▶ _Work to be completed_
Even the shortest line counts, so transcribe all the data exactly.

▶ _Exercise inputs_
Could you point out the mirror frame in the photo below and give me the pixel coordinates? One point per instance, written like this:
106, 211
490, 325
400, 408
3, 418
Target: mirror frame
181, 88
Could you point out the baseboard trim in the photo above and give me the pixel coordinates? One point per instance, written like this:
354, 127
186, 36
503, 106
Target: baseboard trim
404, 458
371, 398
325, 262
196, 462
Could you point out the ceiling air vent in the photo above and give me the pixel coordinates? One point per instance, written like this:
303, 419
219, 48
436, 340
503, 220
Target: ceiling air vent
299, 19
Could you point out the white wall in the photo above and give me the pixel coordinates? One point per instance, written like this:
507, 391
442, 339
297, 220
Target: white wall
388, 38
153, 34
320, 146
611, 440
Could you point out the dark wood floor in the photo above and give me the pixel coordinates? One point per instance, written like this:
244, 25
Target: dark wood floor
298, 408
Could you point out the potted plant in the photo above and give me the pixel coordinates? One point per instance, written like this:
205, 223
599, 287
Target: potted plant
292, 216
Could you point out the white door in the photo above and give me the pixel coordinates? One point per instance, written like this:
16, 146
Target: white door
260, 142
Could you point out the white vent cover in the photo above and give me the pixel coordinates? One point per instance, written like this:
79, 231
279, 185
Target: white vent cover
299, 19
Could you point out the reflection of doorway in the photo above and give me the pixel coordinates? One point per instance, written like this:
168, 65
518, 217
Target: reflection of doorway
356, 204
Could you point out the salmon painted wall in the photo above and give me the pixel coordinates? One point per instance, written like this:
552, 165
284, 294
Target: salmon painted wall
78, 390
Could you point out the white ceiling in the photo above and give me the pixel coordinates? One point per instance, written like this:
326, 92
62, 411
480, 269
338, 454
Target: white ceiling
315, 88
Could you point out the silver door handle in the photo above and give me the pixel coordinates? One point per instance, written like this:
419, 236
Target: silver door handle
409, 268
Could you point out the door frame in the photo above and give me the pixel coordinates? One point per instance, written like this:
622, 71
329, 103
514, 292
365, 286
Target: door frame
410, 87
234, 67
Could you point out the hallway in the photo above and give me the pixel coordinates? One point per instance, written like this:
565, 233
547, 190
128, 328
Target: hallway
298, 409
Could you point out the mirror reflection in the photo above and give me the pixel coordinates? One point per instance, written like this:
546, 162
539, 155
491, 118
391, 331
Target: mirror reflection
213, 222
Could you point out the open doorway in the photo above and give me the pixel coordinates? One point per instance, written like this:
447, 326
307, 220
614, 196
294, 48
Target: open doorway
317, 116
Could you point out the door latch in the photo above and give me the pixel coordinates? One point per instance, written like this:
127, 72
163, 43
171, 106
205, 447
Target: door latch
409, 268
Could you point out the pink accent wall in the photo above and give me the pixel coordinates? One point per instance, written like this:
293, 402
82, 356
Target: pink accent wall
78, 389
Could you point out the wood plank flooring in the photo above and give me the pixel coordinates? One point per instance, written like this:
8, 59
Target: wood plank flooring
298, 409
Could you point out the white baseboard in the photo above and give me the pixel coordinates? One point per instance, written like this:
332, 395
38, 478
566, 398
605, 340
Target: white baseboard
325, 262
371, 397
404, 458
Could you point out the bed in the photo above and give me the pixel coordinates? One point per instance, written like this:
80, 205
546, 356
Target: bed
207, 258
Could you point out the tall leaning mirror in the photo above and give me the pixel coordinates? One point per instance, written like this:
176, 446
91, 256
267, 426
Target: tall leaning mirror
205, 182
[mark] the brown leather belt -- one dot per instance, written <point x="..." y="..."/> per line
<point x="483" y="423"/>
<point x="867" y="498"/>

▶ _Answer box_
Could you point out the mirror frame in the photo below and give me the pixel coordinates? One point per instance, written like this:
106, 211
490, 325
400, 408
3, 418
Target: mirror frame
181, 88
Could you point out the baseboard trim in the photo above and give me the pixel coordinates? One point per instance, written like this:
354, 127
186, 36
503, 106
Target: baseboard trim
404, 458
371, 398
325, 262
196, 462
Could you point out the ceiling air vent in the photo above and give me the pixel coordinates? One point per instance, written like this:
303, 419
219, 48
436, 340
503, 220
Target: ceiling air vent
299, 19
Could you point out the white wall in the photo above and give me the pixel coordinates? One point per instance, written like this:
507, 391
442, 339
297, 220
Target: white wall
388, 38
153, 34
320, 146
611, 440
Could you point out the dark wood floor in the photo above and give me the pixel coordinates? One point per instance, written like this:
244, 25
Target: dark wood floor
298, 408
Could you point out the potted plant in the photo above and give me the pixel coordinates? One point per instance, written like this:
205, 223
599, 287
Target: potted plant
292, 216
Could you point out the white door in the photo above and give me the pixel coordinates? One point per instance, written like this:
16, 146
Target: white door
260, 142
Could you point out the white vent cover in the photo above and give me the pixel coordinates? One point per instance, written like this:
79, 231
279, 185
Target: white vent cover
299, 19
Could you point out the reflection of doorway in the photo above and give me the pixel coordinates? One point per instance, written like this:
168, 65
518, 217
Target: reflection of doorway
356, 204
Could you point out the salmon painted wall in the photo above and give me the pixel coordinates? One point per instance, written like this:
552, 165
284, 294
Target: salmon painted wall
78, 390
Could you point out the white ceiling in the photo above and give me the pixel coordinates? One point per instance, written like this:
326, 92
62, 411
480, 269
338, 454
Target: white ceiling
315, 88
Could you point out the silver door handle in the photo above and give me the pixel coordinates? One point per instance, written like this:
419, 236
Target: silver door handle
409, 268
Could you point out the door frame in the photo above and give me the pixel coordinates? One point per instance, written like this:
622, 71
329, 103
514, 292
365, 286
Target: door frame
410, 87
234, 67
Could you point out the hallway in the photo above and give me the pixel coordinates? One point per instance, written like this:
565, 233
547, 190
128, 328
Target: hallway
298, 409
Could you point out the mirror reflection in the photo above and give me the pixel coordinates? One point per instance, written like this:
546, 162
539, 155
491, 118
391, 331
Target: mirror reflection
213, 222
Could you point out the open doorway in the photo above and give me the pixel coordinates? One point per instance, written like this:
447, 326
307, 220
614, 196
294, 48
Target: open doorway
317, 116
Could you point out the door latch in the photo above and give me the pixel coordinates? One point per instance, written like this:
127, 72
163, 43
171, 106
205, 447
Target: door latch
409, 268
Could you point out the pink accent wall in the photo above and give me the pixel coordinates? One point per instance, written like this:
293, 402
82, 356
Target: pink accent wall
78, 389
Could you point out the wood plank flooring in the photo above and give me the pixel coordinates? One point per instance, written like this:
8, 59
Target: wood plank flooring
298, 409
Could you point out the white baseboard in the photo above and give me the pixel coordinates? One point per instance, written like this:
332, 395
38, 478
566, 398
605, 340
Target: white baseboard
325, 262
371, 397
404, 458
Could you point out the bed in the photo above and give me the pixel coordinates? One point per instance, written like this:
80, 205
546, 356
Target: bed
207, 258
Could you point out the tall leaning mirror in the photo above and give me the pixel coordinates? One point per instance, written like this:
176, 446
91, 256
267, 426
Target: tall leaning mirror
205, 182
[mark] the brown leather belt -- one dot per instance, written <point x="..." y="..."/> per line
<point x="483" y="423"/>
<point x="867" y="498"/>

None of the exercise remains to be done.